**Task:**
For this exercise, transcribe all of the records exactly as given.

--- --- ---

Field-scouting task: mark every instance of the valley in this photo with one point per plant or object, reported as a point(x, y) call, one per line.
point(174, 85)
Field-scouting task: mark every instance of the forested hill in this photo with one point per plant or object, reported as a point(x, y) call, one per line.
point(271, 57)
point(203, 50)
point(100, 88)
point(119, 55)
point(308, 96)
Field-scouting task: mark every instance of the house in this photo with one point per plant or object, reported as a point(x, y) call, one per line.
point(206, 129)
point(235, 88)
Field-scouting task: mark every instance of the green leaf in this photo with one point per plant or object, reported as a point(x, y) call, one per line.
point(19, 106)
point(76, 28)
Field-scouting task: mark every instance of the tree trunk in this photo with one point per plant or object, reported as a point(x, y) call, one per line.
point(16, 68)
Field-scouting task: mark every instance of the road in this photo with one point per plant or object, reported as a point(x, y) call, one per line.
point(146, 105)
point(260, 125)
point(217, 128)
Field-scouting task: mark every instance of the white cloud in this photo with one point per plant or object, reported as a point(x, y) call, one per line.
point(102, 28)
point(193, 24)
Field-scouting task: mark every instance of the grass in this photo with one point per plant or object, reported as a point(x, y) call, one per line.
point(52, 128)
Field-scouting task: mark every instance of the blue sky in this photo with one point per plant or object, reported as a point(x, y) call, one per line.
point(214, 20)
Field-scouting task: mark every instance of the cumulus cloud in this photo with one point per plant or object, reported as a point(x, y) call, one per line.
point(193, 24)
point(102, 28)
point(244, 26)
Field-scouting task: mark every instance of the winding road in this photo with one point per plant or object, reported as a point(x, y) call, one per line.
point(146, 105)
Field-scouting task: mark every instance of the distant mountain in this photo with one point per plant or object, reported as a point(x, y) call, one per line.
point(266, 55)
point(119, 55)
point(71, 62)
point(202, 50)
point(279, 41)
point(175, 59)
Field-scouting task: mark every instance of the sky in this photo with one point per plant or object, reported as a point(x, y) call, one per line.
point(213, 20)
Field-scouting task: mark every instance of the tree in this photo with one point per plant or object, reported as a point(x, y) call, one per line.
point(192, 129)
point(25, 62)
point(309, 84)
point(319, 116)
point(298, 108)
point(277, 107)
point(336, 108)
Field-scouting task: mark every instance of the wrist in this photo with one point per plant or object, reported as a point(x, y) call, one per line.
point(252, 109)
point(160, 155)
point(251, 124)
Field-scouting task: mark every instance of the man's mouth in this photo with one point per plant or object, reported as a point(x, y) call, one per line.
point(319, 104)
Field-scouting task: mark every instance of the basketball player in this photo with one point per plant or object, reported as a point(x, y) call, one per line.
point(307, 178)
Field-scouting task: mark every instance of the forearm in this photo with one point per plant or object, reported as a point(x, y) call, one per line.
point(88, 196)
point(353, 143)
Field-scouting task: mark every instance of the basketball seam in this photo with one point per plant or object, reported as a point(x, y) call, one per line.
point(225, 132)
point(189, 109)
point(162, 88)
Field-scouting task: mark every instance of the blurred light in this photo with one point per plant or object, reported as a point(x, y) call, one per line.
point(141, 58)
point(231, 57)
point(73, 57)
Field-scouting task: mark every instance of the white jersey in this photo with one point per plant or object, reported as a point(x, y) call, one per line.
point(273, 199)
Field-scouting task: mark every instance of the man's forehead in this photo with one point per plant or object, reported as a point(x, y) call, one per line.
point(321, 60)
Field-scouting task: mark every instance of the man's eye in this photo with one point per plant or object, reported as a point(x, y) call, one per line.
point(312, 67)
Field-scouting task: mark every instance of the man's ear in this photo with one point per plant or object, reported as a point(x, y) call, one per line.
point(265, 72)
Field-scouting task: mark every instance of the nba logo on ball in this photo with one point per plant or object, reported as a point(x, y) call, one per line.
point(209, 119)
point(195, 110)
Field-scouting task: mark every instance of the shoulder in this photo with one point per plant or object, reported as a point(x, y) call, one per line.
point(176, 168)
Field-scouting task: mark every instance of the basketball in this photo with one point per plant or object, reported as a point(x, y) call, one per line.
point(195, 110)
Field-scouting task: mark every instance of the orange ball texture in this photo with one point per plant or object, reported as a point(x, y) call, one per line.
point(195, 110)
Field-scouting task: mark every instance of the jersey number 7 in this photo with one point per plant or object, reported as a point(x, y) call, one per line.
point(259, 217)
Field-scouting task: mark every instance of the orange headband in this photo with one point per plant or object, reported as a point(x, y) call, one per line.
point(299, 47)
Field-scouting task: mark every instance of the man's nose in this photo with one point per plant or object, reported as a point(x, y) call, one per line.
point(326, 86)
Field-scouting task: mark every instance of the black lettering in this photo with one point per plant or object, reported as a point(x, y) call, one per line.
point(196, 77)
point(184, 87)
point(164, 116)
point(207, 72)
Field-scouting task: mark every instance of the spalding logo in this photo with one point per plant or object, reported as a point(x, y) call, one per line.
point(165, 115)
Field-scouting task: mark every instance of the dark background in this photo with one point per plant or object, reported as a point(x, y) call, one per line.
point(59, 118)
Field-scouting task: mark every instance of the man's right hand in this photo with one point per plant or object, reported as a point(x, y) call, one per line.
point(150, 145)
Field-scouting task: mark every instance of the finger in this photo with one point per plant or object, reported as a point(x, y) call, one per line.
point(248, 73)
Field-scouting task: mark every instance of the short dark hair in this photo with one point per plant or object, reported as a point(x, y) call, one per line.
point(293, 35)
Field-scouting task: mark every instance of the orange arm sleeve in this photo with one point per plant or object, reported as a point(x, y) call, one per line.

--- --- ---

**Exercise answer:**
Field-scouting task: mark every instance of the valley in this photo with one point per plant or object, reported as a point(x, y) call, one per line.
point(174, 85)
Field-scouting task: mark every instance of the forested hill in this photo with one point per plant or object, reported as a point(x, y) call, one per line.
point(271, 57)
point(203, 50)
point(100, 88)
point(119, 55)
point(308, 96)
Field-scouting task: mark every instance of the house in this photo with one point per plant or object, reported as a point(x, y) call, one per line.
point(206, 129)
point(235, 88)
Field-scouting task: mark every instance of the green leaf in this photo with one point per plant or object, reported as a point(x, y) call, one per line.
point(19, 106)
point(76, 28)
Field-scouting task: mark every instance of the tree trunk in this photo with one point per plant or object, reported as a point(x, y) call, one per line.
point(16, 68)
Field-scouting task: mark every instance of the road in this photo with one point per plant or object, reported as a point(x, y) call, one per line.
point(146, 105)
point(260, 125)
point(217, 128)
Field-scouting task: mark every instance of the white cloud in this photo with one point per plant or object, reported as a point(x, y) call, one per line.
point(102, 28)
point(193, 24)
Field-scouting task: mark every instance of the grass in this photo with one point per plant or object, reported as a point(x, y) call, one per line.
point(52, 128)
Field-scouting task: mark every instance of the blue sky in this photo with one point per plant or object, reported as a point(x, y) call, one per line.
point(214, 20)
Field-scouting task: mark every instance of the cumulus cloud in this photo with one point per plant or object, reported as a point(x, y) call, one per line.
point(193, 24)
point(102, 28)
point(244, 26)
Field-scouting task: mark every instance of the winding road in this photo with one point per plant or object, reported as a point(x, y) call, one per line.
point(146, 105)
Field-scouting task: mark every instance of the distant mountain in this photo with one point per plant or object, reported as a point(x, y) call, one per line.
point(266, 55)
point(119, 55)
point(71, 62)
point(202, 50)
point(279, 41)
point(175, 59)
Field-scouting task: mark every instance of the sky in this photo with one point per plant or object, reported as a point(x, y) call, one per line.
point(213, 20)
Field-scouting task: mark every instance of the tree in this photo with one point per plant or object, reported as a point(x, y) call, one per line.
point(192, 129)
point(25, 62)
point(309, 84)
point(319, 116)
point(298, 108)
point(277, 107)
point(336, 108)
Field-scouting task: mark every instance of the wrist in this photo with one point per plant or object, reported as a point(x, y) call, one per line.
point(252, 109)
point(160, 155)
point(251, 124)
Field-scouting task: mark every instance of the man's mouth in this photo with one point per plant or object, reported as a point(x, y) call, one per line.
point(319, 104)
Field-scouting task: mark every instance of the basketball player in this photo with one point per plant or object, reported as a point(x, y) call, one per line.
point(307, 178)
Field-scouting task: mark every instance of the forearm in this photo with one point per plant or object, reported as a point(x, y) call, one per line.
point(88, 196)
point(353, 143)
Field-scouting task: mark every instance of the basketball seam in this photo with one point per plant or object, reported as a point(x, y) call, one per line.
point(225, 132)
point(189, 109)
point(162, 88)
Field-scouting task: mark every instance of the blurred light in this photo with one point per plant or object, reported as a point(x, y) call, one per line.
point(141, 58)
point(231, 57)
point(73, 57)
Field-scouting task: mark every instance of the white jersey in this photo with one point per plant or object, reported as a point(x, y) call, one per line.
point(273, 199)
Field-scouting task: mark every instance of the man's forehead in this photo with one point per plant or object, reported as a point(x, y) call, one per line.
point(321, 60)
Field-scouting task: mark every instance of the man's eye in this photo with one point per plant or object, reported as a point(x, y) call, one per line.
point(312, 67)
Field-scouting task: mark every instance of the man's ear in this photo with one point per plant or object, reported as a point(x, y) call, one per line.
point(265, 72)
Field-scouting task: mark every instance of the nba logo on ball in this photo with one point per plant or object, reported as a point(x, y) call, one per line.
point(209, 119)
point(195, 110)
Field-scouting task: mark every instance of the shoulder in this photo with one point per plant or object, reported as a point(x, y) call, one per line.
point(176, 168)
Field-scouting task: mark every instance of the basketball in this photo with one point per plant or object, reported as a point(x, y) call, one per line.
point(195, 110)
Field-scouting task: mark every instance of the orange ball texture in this photo with one point per plant or object, reported as a point(x, y) call, one per line.
point(195, 110)
Field-scouting task: mark every instance of the jersey number 7 in this photo with one point per plant or object, reported as a point(x, y) call, one per line.
point(259, 217)
Field-scouting task: mark every instance of the orange headband in this photo with one point per plant or object, reported as a point(x, y) call, one per line.
point(299, 47)
Field-scouting task: mark every instance of the man's nose in this photo with one point per plant or object, reported as a point(x, y) call, one per line.
point(326, 86)
Field-scouting task: mark every instance of the black lettering in this photo with one point per plant or object, reported as a point(x, y) call, one per line.
point(196, 77)
point(184, 87)
point(164, 116)
point(207, 72)
Field-scouting task: mark every instance of the spalding logo in this photo with one point per plant or object, reported as a point(x, y) call, one per line.
point(165, 115)
Field-scouting task: mark every instance of the dark background in this photo with one point per plant or object, reported as a point(x, y) call, one per line.
point(59, 118)
Field-scouting task: mark every instance of the man's right hand in this photo with one point per plant or object, reported as a point(x, y) call, one per line.
point(150, 145)
Field-scouting task: mark every instance of the finger in this photo with one point per plant or object, reported as a point(x, y) call, one per line.
point(248, 73)
Field-scouting task: mark every instance of the short dark hair in this photo with one point per plant or object, reported as a point(x, y) call, one per line.
point(293, 35)
Field-scouting task: mark every instance of the orange arm sleeve in this photo with one point per plant or object, reported as a point(x, y) call, one per line.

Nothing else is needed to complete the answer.